**GIVEN REQUEST:** Would you reproduce each of the entries below line by line, character for character, with nothing changed?

**EXERCISE INPUT:**
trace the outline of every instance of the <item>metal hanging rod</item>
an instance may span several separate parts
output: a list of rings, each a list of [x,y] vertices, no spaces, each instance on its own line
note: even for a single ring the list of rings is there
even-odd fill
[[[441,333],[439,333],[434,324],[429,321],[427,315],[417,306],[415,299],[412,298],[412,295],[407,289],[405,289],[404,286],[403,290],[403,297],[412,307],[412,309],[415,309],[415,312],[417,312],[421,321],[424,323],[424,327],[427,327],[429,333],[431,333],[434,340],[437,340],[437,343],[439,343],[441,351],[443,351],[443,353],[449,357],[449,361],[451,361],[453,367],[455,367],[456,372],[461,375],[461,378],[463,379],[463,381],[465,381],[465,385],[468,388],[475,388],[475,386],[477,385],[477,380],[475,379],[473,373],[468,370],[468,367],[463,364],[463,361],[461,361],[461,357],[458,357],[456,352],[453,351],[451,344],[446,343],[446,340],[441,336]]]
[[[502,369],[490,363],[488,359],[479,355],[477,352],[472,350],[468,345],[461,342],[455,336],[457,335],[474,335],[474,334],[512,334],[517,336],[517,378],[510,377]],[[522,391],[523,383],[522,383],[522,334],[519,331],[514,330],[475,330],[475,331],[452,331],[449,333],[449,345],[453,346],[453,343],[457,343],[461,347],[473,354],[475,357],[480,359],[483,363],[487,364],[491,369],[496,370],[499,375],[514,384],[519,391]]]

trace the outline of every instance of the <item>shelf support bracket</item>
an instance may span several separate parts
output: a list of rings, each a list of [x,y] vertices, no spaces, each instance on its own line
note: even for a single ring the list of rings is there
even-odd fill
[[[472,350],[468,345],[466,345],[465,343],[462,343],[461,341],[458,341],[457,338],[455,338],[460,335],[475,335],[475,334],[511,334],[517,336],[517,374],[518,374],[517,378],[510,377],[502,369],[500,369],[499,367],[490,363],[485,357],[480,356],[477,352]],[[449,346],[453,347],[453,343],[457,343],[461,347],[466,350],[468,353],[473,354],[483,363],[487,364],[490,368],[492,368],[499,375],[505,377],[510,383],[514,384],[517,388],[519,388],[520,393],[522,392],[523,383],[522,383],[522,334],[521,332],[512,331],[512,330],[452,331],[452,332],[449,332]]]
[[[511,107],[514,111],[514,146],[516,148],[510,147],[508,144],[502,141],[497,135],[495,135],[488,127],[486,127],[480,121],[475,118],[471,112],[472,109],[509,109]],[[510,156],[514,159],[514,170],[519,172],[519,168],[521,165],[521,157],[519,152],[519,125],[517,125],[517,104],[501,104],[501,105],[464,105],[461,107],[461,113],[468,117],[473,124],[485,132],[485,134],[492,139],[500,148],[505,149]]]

**WRITTEN SOLUTION:**
trace the outline of every instance of the <item>metal hanging rod</item>
an instance may span several separate parts
output: a list of rings, each a list of [x,y] vertices, no spaces, each instance on its own line
note: even for a single ring the list of rings is there
even-odd fill
[[[441,333],[439,333],[434,324],[429,321],[427,315],[417,306],[415,299],[412,298],[412,295],[407,289],[405,289],[404,286],[403,290],[403,297],[412,307],[412,309],[415,309],[415,312],[417,312],[421,321],[424,323],[424,327],[427,327],[429,333],[431,333],[434,340],[437,340],[437,343],[439,343],[441,351],[443,351],[443,353],[449,357],[449,361],[451,361],[453,367],[455,367],[456,372],[461,375],[461,378],[463,379],[463,381],[465,381],[465,385],[468,388],[475,388],[475,386],[477,385],[477,380],[475,379],[473,373],[468,370],[468,367],[463,364],[463,361],[461,361],[461,357],[458,357],[456,352],[453,351],[451,344],[446,343],[446,340],[441,336]]]
[[[502,369],[490,363],[488,359],[479,355],[477,352],[472,350],[468,345],[461,342],[455,336],[457,335],[474,335],[474,334],[512,334],[517,336],[517,378],[510,377]],[[522,391],[523,383],[522,383],[522,334],[519,331],[514,330],[475,330],[475,331],[452,331],[449,333],[449,345],[453,346],[453,343],[457,343],[461,347],[473,354],[475,357],[480,359],[483,363],[487,364],[491,369],[496,370],[499,375],[514,384],[519,391]]]

trace the outline of every instance of the <item>shelf support bracket</item>
an instance may span several separate parts
output: a list of rings, each a list of [x,y] vertices, no spaces, each instance on its own line
note: even for a single ring the list of rings is there
even-odd fill
[[[472,350],[468,345],[466,345],[465,343],[462,343],[461,341],[458,341],[457,338],[455,338],[460,335],[475,335],[475,334],[511,334],[517,336],[517,374],[518,374],[517,378],[510,377],[502,369],[500,369],[499,367],[490,363],[485,357],[480,356],[477,352]],[[449,346],[453,347],[453,343],[457,343],[461,347],[466,350],[468,353],[473,354],[483,363],[487,364],[490,368],[492,368],[499,375],[505,377],[510,383],[514,384],[517,388],[519,388],[520,393],[522,392],[523,383],[522,383],[522,334],[521,332],[512,331],[512,330],[452,331],[452,332],[449,332]]]
[[[511,107],[514,111],[514,146],[516,148],[510,147],[508,144],[502,141],[497,135],[495,135],[488,127],[486,127],[480,121],[475,118],[471,112],[472,109],[509,109]],[[510,156],[514,159],[514,170],[519,172],[519,168],[521,165],[521,157],[519,152],[519,125],[517,125],[517,104],[501,104],[501,105],[464,105],[461,107],[461,113],[468,117],[473,124],[485,132],[485,134],[492,139],[500,148],[505,149]]]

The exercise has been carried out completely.